--- BEGIN Page text ---

IHE has worked with over 30 local authorities to provide detailed practical ways forward to reduce health inequalities. The local authorities are taking action despite the lack of government support, funding cuts and the cost-of-living crisis.

The network seeks to bring together organisations and communities across the country to connect and collaborate with those working towards similar health equity goals. Local authorities, businesses, voluntary sectors and communities are already taking the initiative to provide vital support to reduce health inequalities, and the HEN will give them - and individual members - an opportunity to share their work and engage with others on a national level.

Sir Michael added: "We would like national government to reduce child poverty and reverse the fall in life expectancy in poorer areas. There is little sign of it happening. The network though enables cities and regions to share knowledge and experience on their work with local government, healthcare, housing, the criminal justice system, fire and rescue services, education, community groups and business to engage all these sectors to improve the conditions of life, which will translate into better life and narrower health inequalities."

--- END Page text ---
--- BEGIN Record set ---

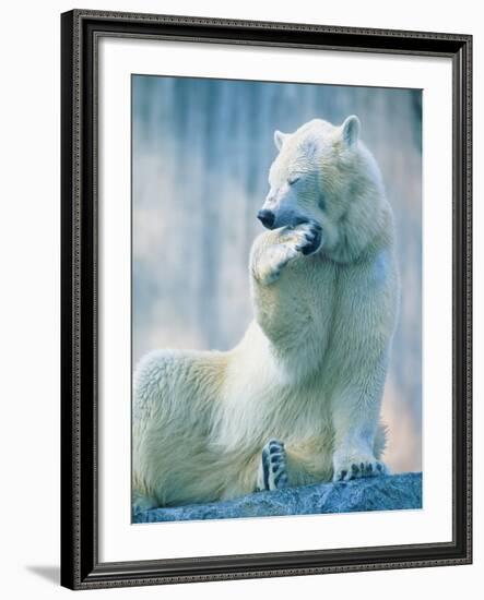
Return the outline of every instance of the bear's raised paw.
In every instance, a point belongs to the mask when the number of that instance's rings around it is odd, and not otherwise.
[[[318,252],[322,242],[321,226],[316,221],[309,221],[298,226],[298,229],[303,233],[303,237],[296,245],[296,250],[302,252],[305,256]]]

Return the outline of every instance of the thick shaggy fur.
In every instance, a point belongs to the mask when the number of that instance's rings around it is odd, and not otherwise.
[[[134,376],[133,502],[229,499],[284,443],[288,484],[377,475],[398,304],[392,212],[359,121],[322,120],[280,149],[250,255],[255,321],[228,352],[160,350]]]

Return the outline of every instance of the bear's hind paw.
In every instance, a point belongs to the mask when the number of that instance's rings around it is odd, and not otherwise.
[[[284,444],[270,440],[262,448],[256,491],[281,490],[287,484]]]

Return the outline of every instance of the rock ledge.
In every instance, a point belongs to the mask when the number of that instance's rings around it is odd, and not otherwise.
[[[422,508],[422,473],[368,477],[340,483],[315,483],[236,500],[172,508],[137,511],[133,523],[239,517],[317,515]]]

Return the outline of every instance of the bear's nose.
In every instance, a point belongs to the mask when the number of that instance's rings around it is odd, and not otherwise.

--- END Record set ---
--- BEGIN Record set ---

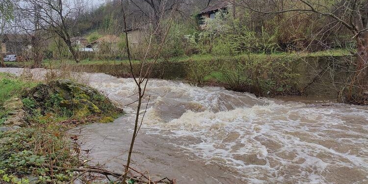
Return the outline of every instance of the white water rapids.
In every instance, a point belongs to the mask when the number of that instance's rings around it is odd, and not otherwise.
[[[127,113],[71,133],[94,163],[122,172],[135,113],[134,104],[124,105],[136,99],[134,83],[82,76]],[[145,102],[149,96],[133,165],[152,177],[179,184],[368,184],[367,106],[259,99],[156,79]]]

--- END Record set ---
--- BEGIN Record set ---

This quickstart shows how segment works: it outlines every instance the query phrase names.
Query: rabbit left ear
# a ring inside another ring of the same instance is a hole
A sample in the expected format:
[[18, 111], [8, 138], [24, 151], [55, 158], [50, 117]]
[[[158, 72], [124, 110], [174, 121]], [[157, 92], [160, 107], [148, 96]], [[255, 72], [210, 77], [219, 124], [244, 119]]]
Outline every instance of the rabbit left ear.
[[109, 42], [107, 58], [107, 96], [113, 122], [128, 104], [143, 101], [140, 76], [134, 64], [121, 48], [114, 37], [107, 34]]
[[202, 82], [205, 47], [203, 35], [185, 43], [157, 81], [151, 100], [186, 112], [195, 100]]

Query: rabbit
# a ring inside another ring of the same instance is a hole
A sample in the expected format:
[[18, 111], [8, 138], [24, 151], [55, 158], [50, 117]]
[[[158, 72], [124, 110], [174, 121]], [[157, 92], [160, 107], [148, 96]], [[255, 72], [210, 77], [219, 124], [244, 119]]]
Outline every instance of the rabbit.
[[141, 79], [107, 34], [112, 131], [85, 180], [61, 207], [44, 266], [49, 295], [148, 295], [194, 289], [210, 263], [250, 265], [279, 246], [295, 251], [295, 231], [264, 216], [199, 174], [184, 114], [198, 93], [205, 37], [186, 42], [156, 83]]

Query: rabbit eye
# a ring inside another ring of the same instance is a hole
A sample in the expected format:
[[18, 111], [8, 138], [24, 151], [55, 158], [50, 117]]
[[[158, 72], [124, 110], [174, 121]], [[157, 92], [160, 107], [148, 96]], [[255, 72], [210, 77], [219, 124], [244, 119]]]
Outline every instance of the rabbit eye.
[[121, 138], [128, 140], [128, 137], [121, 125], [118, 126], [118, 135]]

--- END Record set ---

[Exercises to complete]
• 1. Quote the health equity text from "IHE has worked" to "the cost-of-living crisis.".
• 2. Extend the health equity text beyond its final sentence.
The listing plays no part here.

[Written responses]
• 1.
IHE has worked with over 30 local authorities to provide detailed practical ways forward to reduce health inequalities. The local authorities are taking action despite the lack of government support, funding cuts and the cost-of-living crisis.

• 2.
John Godfrey, Director of Levelling Up at Legal & General, said: "National government and the NHS demonstrably cannot solve this problem unaided. There is a huge and complementary role for business, both as employers and providers of goods and services, as well as for local government and the third sector.  Our work with Sir Michael Marmot aims to uncover synergies across these sectors, strengthen the research base and foster best practice.  That way we can bring vital investment to bear on the social causes of health inequalities and drive better outcomes."